===== TEXT FOR ANALYSIS

A young woman with a growing painful mass on her leg recently came to a free clinic where clinicians determined the mass was cancerous.

Because of this revelation, the young woman, who was a visiting student and not a U.S. citizen, went on to get surgery and undergo chemotherapy. Without the free clinic, she may not have sought medical care or would have had to pay a hefty emergency room bill.

Mary Herbert, the clinical director at the Birmingham Free Clinic in the South Side, said this is one of her favorite stories about the clinic, which provides health care to uninsured patients. It serves about 1,200 patients during a total of roughly 3,500 visits per year.

“The real goal is to break down barriers for people to just get in, get care and get assessed for care,” Herbert said. “It may not be that we can fix the thing or have a service on site, but our goal is really to help patients.” 

One way the clinic has managed to provide care is through support from Pitt student groups, which raised $12,000 last year, Herbert said.

More than $6,000 of this sum came from Dhirana, an Indian classical dance competition that drew teams from schools all over the country.

The second annual Dhirana competition will be held at Pitt this February to raise funds for the Birmingham Free Clinic.

The funds raised by Dhirana and other groups helped the clinic purchase a new electrocardiogram machine, which is used to monitor the heart’s electrical activity.

Sushma Kola, a first-year student at Pitt’s School of Medicine and co-director of Dhirana 2014, said in an email that the group deliberately picked the Birmingham Free Clinic, rather than adopting a national cause.

“We decided to choose the Birmingham Free Clinic as the official charity after deciding that we really wanted to make a tangible difference in our own community,” Kola said.

Last year, teams from the University of Texas-Austin, Rutgers University, Penn State University and the University of Maryland competed at Dhirana.

Pitt’s Indian classical dance team, Nrityamala, also performed.

The idea for the clinic came out of an Oakland emergency room.

Tom O’Toole founded the clinic after he served as a resident at UPMC Montefiore about 20 years ago. While at Montefiore, he noticed that many homeless patients had no physicians to follow up with after visits to the hospital’s emergency room.

Pitt’s Division of General Internal Medicine and UPMC jointly operate the clinic, which provides free health services on Mondays, Wednesdays and Saturdays to mostly low-income individuals who don’t have health insurance.

In addition to donations, the free clinic also receives grants, including some from the state government. Herbert said UPMC Montefiore also provides administrative support, including the space for Herbert’s office.

==========
===== SOURCE DATA

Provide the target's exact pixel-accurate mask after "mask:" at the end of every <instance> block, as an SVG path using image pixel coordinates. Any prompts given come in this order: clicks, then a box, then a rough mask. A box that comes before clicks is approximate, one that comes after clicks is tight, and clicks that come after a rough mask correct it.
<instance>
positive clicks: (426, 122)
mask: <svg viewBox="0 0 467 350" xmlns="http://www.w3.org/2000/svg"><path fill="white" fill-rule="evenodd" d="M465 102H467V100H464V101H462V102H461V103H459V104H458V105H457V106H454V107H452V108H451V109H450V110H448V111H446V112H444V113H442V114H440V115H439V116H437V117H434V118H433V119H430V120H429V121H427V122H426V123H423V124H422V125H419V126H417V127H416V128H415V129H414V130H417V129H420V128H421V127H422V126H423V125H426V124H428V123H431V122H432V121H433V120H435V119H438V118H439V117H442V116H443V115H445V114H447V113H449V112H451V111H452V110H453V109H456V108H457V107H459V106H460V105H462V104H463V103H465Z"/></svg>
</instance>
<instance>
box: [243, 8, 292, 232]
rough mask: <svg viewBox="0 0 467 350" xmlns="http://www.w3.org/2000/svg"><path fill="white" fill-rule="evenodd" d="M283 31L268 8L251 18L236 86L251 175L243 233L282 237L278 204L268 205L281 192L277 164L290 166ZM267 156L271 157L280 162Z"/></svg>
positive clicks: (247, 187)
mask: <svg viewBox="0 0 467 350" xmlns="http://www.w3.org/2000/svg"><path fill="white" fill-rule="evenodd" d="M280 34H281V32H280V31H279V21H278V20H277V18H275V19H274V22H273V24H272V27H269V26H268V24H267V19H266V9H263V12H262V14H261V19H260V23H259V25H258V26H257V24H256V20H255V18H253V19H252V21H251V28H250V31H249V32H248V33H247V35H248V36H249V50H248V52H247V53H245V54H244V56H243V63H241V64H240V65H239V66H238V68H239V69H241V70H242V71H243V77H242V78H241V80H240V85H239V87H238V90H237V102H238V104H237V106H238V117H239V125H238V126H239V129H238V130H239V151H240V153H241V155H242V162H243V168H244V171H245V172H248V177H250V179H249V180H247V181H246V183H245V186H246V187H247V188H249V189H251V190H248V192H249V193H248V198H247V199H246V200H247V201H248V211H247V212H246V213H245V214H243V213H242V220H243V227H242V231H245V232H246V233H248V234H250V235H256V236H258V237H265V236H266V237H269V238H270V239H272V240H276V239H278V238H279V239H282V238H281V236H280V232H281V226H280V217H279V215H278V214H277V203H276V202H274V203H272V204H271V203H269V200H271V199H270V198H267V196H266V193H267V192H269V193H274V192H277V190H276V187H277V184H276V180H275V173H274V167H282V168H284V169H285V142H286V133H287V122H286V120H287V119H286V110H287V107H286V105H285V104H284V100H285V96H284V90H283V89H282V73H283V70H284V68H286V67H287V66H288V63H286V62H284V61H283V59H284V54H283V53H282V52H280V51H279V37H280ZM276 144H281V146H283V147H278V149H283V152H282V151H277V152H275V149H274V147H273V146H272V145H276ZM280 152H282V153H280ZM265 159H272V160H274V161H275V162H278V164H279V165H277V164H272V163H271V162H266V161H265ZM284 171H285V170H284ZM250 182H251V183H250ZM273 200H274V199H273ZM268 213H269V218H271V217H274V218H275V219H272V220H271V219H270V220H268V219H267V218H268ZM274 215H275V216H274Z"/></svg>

==========

■ **WHAT THE TASK ASKS**
Repeat the passage from the text about the Birmingham Free Clinic that runs between "The funds raised" and "heart’s electrical activity.", inclusive.

■ **RESULT OF THIS EXERCISE**
The funds raised by Dhirana and other groups helped the clinic purchase a new electrocardiogram machine, which is used to monitor the heart’s electrical activity.